#### [Written problem 1]
In the rows, take everything from the line containing "Note: pick out every instance of the wooden" down to the last row, and give those lines as a JSON list of strings with one string per line and blank lines left out.

Childless Bitch: It's summertime! The perfect time to work on my tan, get some much-needed rest from work -- hell, maybe even take a catnap on the beach. Oh, I just remembered. I tried to do that last weekend and your ill-mannered kids so rudely interrupted me with their screaming and kicking sand and throwing food, I couldn't catch a wink. I don't blame them -- I blame you. Next time you visit the beach, could you please follow these rules?

1. I picked my spot very carefully. Please, if you see a single woman sunbathing on the beach, do not set up your barn-sized tent right next to me.

2. Speaking of the tent, if you're going to bring one, why not just stay indoors? It took you two hours to set the thing up in the first place, and the kids don't even want to be inside of it anyway.

3. Okay, you are spending the day at the beach, so you don't need to bring food for an entire week. Your children will survive without the bottles of soda and supersize bags of Doritos. Maybe a small sandwich and some fruit would actually be healthier for them?! I'm by no means a parent, but just sayin'.

4. Why are you torturing your children by making them wear long T-shirts and wetsuits? Obviously the sun is harmful, but whatever happened to good ol' sunscreen? Like I said, maybe they should just stay inside and play video games or something.

5. When you scream at your child on the beach, EVERYONE can hear you. Quiet down your voice, pleaaaase!

6. When your kid runs past my spot to get his ice cream cone, please tell him not to run 6 inches from my head. There's something called sand on the beach -- and it has just flown into my $300 Gucci sunglasses.

7. Believe it or not, I like to cool off in the ocean just like you and your kids do. But do they have to yell EVERY time a wave comes? Tell them to relax -- it's just a wave, okay?

8. Your kid may be an all-star pitcher, but playing catch should be done AWAY from people. An accident is bound to happen, and let me tell you, you'll be sorry if it does.

9. You know those aluminum things called garbage cans? All of your empty bags and bottles are supposed to go inside of them. Having your kids pretend it's a basketball net and they can throw a ball like Kobe is hazardous to my health. First of all, I don't want to see all the crap you all have eaten, and I don't want to be hit in the head with an empty bottle of Dr. Pepper.

It'd be great if they had adult-only sections at the beach ... that would solve all of my problems. But in the meantime, the next time you go on your Family Fun Day, could you be considerate of me the same way I've tolerated you?

PS: Wearing your husband's T-shirt in the water does nothing to hide your "in desperate need of some exercise" body. Sorry ... you're better off wearing a bikini.



next: How Could George Clooney Cheat on Us?
33 comments so far | Post a comment now
lisa July 31, 2009, 4:34 PM

Who CARES what she spends her money on?! Wouldn’t you if you didn’t have kids? Nothing wrong with looking fabulous.

CB doesn’t hate kids, she hates unruly ones. I don’t blame her.

Your kids need some serious etiquette.

#### [Records shown]
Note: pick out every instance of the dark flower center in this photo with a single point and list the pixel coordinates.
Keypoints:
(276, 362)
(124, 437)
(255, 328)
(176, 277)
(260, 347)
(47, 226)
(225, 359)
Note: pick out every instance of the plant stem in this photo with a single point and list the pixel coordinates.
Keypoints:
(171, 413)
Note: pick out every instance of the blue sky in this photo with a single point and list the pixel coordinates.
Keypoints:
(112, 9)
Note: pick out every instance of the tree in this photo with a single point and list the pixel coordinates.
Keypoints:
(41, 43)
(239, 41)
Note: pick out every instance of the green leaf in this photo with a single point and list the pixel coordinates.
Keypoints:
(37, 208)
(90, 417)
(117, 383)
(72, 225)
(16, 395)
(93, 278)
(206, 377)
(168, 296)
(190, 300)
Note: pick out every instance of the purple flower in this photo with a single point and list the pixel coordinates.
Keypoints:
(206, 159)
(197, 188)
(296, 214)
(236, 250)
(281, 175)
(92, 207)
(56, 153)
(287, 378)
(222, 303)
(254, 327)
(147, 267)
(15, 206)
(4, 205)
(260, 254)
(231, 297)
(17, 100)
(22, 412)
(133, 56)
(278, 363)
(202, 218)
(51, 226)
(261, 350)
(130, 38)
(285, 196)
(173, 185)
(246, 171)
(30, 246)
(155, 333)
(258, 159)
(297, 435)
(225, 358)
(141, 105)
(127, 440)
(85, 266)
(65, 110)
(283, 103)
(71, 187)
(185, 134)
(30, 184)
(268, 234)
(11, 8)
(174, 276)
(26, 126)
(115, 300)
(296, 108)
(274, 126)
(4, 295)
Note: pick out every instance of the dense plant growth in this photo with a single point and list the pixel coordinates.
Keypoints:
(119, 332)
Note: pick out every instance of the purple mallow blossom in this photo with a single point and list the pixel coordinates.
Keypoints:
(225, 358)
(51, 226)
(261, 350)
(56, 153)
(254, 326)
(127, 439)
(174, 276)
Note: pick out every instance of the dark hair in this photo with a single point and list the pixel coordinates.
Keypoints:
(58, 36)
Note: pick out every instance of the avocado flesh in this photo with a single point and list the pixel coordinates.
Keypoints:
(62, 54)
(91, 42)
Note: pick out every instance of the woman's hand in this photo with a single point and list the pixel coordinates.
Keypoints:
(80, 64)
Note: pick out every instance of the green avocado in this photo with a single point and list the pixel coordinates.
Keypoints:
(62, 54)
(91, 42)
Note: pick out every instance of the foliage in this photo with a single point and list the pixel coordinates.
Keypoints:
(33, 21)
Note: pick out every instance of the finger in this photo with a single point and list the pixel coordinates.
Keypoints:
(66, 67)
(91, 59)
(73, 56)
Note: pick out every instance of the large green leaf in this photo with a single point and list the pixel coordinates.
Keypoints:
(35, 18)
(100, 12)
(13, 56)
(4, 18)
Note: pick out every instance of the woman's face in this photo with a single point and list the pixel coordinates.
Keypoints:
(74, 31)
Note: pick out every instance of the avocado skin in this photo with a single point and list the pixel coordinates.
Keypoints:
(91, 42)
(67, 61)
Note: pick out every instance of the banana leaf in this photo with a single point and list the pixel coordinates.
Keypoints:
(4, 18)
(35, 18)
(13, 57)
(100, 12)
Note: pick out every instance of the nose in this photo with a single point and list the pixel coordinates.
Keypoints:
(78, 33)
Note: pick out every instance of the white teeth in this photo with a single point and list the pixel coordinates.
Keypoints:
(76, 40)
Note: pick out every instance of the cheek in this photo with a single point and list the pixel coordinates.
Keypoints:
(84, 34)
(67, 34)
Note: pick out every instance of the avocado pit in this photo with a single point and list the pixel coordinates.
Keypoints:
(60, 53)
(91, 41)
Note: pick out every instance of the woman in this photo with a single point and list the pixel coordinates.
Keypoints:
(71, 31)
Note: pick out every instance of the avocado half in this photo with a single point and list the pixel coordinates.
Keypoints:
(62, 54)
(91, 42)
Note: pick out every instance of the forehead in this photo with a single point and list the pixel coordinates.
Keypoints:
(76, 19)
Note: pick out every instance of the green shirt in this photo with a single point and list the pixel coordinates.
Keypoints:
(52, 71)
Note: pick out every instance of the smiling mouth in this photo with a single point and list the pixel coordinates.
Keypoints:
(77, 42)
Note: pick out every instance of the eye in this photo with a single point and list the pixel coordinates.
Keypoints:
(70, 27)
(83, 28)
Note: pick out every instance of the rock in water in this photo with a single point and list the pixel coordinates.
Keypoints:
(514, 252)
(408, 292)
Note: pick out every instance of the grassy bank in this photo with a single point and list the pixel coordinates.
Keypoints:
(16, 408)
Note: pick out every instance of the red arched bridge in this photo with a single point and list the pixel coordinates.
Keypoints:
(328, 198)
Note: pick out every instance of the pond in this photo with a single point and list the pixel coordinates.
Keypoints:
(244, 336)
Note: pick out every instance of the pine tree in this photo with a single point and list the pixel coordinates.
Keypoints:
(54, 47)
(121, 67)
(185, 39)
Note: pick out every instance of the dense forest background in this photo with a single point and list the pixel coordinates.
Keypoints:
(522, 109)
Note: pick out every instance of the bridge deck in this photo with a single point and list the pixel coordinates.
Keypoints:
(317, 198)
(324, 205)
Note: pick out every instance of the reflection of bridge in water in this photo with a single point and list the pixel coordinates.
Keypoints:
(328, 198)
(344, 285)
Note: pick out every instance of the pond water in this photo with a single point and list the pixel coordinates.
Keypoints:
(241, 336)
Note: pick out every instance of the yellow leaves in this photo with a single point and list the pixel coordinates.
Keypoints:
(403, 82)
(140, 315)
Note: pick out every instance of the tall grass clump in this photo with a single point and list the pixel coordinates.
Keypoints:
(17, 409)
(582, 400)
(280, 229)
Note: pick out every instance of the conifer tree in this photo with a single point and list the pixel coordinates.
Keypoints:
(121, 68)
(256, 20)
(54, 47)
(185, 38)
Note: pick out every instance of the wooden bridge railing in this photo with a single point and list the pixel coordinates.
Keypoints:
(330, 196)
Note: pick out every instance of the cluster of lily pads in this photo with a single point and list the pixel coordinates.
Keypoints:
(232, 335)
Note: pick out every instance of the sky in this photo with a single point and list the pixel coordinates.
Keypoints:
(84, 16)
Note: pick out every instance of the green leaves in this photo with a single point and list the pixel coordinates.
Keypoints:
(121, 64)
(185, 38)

#### [Written problem 2]
Extend the beach-etiquette rant aimed at parents, picking up right after its final line.

#### [Task response 1]
[
  "Note: pick out every instance of the wooden bridge railing in this photo with a single point and list the pixel coordinates.",
  "Keypoints:",
  "(330, 196)",
  "Note: pick out every instance of the cluster of lily pads in this photo with a single point and list the pixel coordinates.",
  "Keypoints:",
  "(232, 335)",
  "Note: pick out every instance of the sky in this photo with a single point and list the pixel coordinates.",
  "Keypoints:",
  "(84, 16)",
  "Note: pick out every instance of the green leaves in this photo with a single point and list the pixel coordinates.",
  "Keypoints:",
  "(121, 64)",
  "(185, 38)"
]

#### [Task response 2]
Anonymous August 1, 2009, 10:16 AM

Can’t get mad at CB because most of the articles I’ve read from her are focused on unruly kids with parents who look the other way. The beach is a public space, yes, but just like I wouldn’t like sitting my family next to some young frisky teens making out/ feeling eachother up all day long.. I completely understand CB not wanting to be too close to kids who have no manners.
When we go beach, we try to sit near other families or at least with a wide distance from the “single lady/man tanning” AND EVEN MORE IMPORTANT, my girls have great manners which starts at home. Fun doesn’t have to be compromised by exhibiting courtesy!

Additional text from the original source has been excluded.